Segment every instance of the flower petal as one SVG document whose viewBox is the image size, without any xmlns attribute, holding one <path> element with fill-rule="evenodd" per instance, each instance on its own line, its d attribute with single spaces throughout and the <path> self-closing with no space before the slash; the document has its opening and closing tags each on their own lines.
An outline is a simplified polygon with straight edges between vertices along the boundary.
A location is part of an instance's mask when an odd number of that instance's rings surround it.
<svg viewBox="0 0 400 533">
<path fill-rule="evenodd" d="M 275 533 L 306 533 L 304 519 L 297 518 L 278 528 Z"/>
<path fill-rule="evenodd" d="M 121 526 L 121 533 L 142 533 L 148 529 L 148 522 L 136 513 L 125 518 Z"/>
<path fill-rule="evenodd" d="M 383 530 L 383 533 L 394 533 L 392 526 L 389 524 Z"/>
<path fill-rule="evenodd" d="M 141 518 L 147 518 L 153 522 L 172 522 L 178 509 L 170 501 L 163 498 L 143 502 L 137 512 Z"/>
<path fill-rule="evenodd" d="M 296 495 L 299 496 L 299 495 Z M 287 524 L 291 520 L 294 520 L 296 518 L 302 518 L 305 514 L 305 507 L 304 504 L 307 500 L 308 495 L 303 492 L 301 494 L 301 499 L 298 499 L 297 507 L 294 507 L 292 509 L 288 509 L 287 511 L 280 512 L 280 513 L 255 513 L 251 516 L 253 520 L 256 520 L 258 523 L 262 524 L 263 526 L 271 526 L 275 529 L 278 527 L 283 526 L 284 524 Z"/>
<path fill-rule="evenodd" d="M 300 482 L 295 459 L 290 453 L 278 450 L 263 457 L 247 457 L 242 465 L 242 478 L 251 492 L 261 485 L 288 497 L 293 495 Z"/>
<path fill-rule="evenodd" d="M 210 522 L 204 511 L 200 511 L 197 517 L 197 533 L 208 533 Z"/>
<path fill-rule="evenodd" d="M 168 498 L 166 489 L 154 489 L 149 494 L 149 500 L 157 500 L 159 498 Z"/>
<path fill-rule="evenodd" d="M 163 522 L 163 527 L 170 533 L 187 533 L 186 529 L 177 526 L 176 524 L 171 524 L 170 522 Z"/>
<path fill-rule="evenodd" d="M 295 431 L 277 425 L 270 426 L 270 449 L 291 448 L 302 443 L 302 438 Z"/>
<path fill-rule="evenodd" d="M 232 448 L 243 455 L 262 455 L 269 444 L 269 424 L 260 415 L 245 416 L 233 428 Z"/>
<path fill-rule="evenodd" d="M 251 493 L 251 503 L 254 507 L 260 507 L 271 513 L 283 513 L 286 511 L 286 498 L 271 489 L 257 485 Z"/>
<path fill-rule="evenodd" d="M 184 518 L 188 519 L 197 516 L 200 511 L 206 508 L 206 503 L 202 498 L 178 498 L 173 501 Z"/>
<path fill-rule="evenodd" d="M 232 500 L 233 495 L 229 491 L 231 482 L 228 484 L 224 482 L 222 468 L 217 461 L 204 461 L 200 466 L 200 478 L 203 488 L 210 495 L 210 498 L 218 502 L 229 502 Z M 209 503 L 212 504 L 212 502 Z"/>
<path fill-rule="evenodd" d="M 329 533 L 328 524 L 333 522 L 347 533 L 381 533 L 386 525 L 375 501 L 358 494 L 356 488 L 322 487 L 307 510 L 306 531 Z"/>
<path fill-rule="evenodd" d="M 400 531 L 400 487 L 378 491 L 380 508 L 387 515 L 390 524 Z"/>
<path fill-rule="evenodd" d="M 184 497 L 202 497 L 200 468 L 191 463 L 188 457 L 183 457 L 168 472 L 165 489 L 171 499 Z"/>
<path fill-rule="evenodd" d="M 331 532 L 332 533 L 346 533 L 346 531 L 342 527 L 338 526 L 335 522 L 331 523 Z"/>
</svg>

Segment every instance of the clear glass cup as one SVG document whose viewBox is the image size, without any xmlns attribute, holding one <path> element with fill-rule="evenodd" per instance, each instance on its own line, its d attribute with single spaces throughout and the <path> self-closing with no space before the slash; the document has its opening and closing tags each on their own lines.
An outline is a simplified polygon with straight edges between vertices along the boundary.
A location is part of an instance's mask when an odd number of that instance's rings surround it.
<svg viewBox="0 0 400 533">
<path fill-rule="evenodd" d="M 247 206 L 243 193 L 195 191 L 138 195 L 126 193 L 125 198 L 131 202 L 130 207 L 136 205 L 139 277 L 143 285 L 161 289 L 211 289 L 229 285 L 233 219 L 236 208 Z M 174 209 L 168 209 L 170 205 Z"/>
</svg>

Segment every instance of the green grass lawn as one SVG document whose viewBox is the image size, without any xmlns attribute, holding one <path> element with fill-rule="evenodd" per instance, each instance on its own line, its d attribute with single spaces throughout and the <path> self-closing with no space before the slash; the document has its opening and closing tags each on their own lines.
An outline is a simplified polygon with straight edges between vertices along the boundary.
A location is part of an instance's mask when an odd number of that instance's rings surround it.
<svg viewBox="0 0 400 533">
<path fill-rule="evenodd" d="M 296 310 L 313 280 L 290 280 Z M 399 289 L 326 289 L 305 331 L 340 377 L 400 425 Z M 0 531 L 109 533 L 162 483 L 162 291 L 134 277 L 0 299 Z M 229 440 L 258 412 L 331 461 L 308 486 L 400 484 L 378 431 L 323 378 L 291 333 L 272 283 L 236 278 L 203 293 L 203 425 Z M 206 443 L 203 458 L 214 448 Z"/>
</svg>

# # # # # # #

§ EXERCISE GOAL
Filter the entries and copy out every line with the word "their".

§ FINISHED EXERCISE
Segment every instance of the flower petal as one SVG document whose viewBox is the image size, without any xmlns attribute, holding one <path> element with fill-rule="evenodd" per instance, each instance on its own line, its d attribute with single spaces throughout and the <path> self-closing with no space before the slash; the document has its opening and closing tags each on their own lines.
Segment every instance of the clear glass cup as one SVG document whose viewBox is the image size, without any xmlns attribute, holding one <path> element with fill-rule="evenodd" per instance, each instance on its own line, its d attribute with single spaces throughout and the <path> self-closing with no space before the slash; the document has its opening and closing tags each on their own lines.
Segment every instance of the green grass lawn as one SVG document whose viewBox is the image size, without any xmlns attribute, holding one <path> element with fill-rule="evenodd" per instance, each instance on its own line, its d attribute with single spaces throughout and the <path> self-closing with no space before the slash; the document has its opening and closing tags each on their own lines.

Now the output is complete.